TEXTE CITÉ:
================================

Il a été publié, après la mort de Foucault, dans la revue du S.M.,
Justice, n°115, juin 1977, pp.36-39.
(Présentation, par la rédaction de la revue "justice") Michel
Foucault était à Goutelas en 1977. La gauche était alors donnée
gagnante aux législatives de mars 1978. Le S.M., déjà, réfléchissait
sur ce que serait sa position face à un gouvernement de gauche.
Dans le long week-end annuel de réflexion syndicale, Michel Foucault
était venu nous livrer sa réflexion sur l'évolution du rôle du judiciaire.
Le point de départ était le livre du P.S. "Liberté, libertés".
Sans doute cette référence est-elle datée, quoique, avec le
recul et au vu de l'évolution institutionnelle suivie depuis dix
ans, les propositions de "Liberté, libertés" prennent un singulier
relief.
La pensée de Foucault, elle, demeure.
J'ai relu ce texte "liberté, libertés" qui m'avait frappé sur un certain
nombre de points, en particulier à cause de l'importance qu'il donne
aux magistrats. L'amplification du rôle des institutions judiciaires
m'avait frappé.
J'en suis arrivé à l'idée que, s'il fallait prendre un thème à
Goutelas, ce pourrait être celui-là : j'ai préparé une relecture
de ce livre.
Ce livre, bien entendu, je ne le prends pas comme cible d'une critique
ni comme la charte d'un problème auquel je souscrirais, mais plutôt
comme symptôme de quelque chose qui est en train de se passer, qui
caractérise une évolution de ce qu'on pourrait appeler les techniques
de pouvoir dans la société contemporaine.

================================

CONSIGNE A: Recopiez à l'identique le passage de l'extrait sur Foucault allant de « La pensée de » jusqu'à « la société contemporaine. ».

DONNÉES À UTILISER:

================================

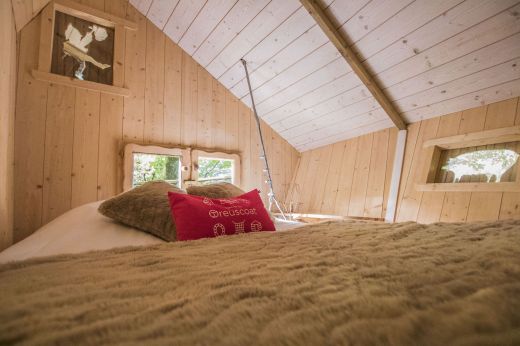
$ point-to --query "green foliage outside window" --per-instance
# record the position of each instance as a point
(148, 167)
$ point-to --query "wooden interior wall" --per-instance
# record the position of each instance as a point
(7, 102)
(427, 207)
(349, 178)
(68, 140)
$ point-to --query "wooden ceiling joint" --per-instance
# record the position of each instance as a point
(341, 44)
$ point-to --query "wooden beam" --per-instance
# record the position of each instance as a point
(341, 44)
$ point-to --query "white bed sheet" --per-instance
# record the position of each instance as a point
(84, 229)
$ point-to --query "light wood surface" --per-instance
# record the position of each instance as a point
(7, 119)
(360, 188)
(71, 139)
(349, 178)
(359, 69)
(429, 57)
(480, 203)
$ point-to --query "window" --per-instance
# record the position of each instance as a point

================================

CONSIGNE B: Reproduisez l'ensemble des entrées en substituant « timber » à « wooden » partout où il figure, le reste demeurant inchangé. N'incluez pas les images dans la sortie.

RÉSULTAT FINAL A:
La pensée de Foucault, elle, demeure.
J'ai relu ce texte "liberté, libertés" qui m'avait frappé sur un certain
nombre de points, en particulier à cause de l'importance qu'il donne
aux magistrats. L'amplification du rôle des institutions judiciaires
m'avait frappé.
J'en suis arrivé à l'idée que, s'il fallait prendre un thème à
Goutelas, ce pourrait être celui-là : j'ai préparé une relecture
de ce livre.
Ce livre, bien entendu, je ne le prends pas comme cible d'une critique
ni comme la charte d'un problème auquel je souscrirais, mais plutôt
comme symptôme de quelque chose qui est en train de se passer, qui
caractérise une évolution de ce qu'on pourrait appeler les techniques
de pouvoir dans la société contemporaine.

RÉSULTAT FINAL B:
$ point-to --query "green foliage outside window" --per-instance
# record the position of each instance as a point
(148, 167)
$ point-to --query "timber interior wall" --per-instance
# record the position of each instance as a point
(7, 102)
(427, 207)
(349, 178)
(68, 140)
$ point-to --query "timber ceiling joint" --per-instance
# record the position of each instance as a point
(341, 44)
$ point-to --query "timber beam" --per-instance
# record the position of each instance as a point
(341, 44)
$ point-to --query "white bed sheet" --per-instance
# record the position of each instance as a point
(84, 229)
$ point-to --query "light wood surface" --per-instance
# record the position of each instance as a point
(7, 119)
(360, 188)
(71, 139)
(349, 178)
(359, 69)
(429, 57)
(480, 203)
$ point-to --query "window" --per-instance
# record the position of each instance as a point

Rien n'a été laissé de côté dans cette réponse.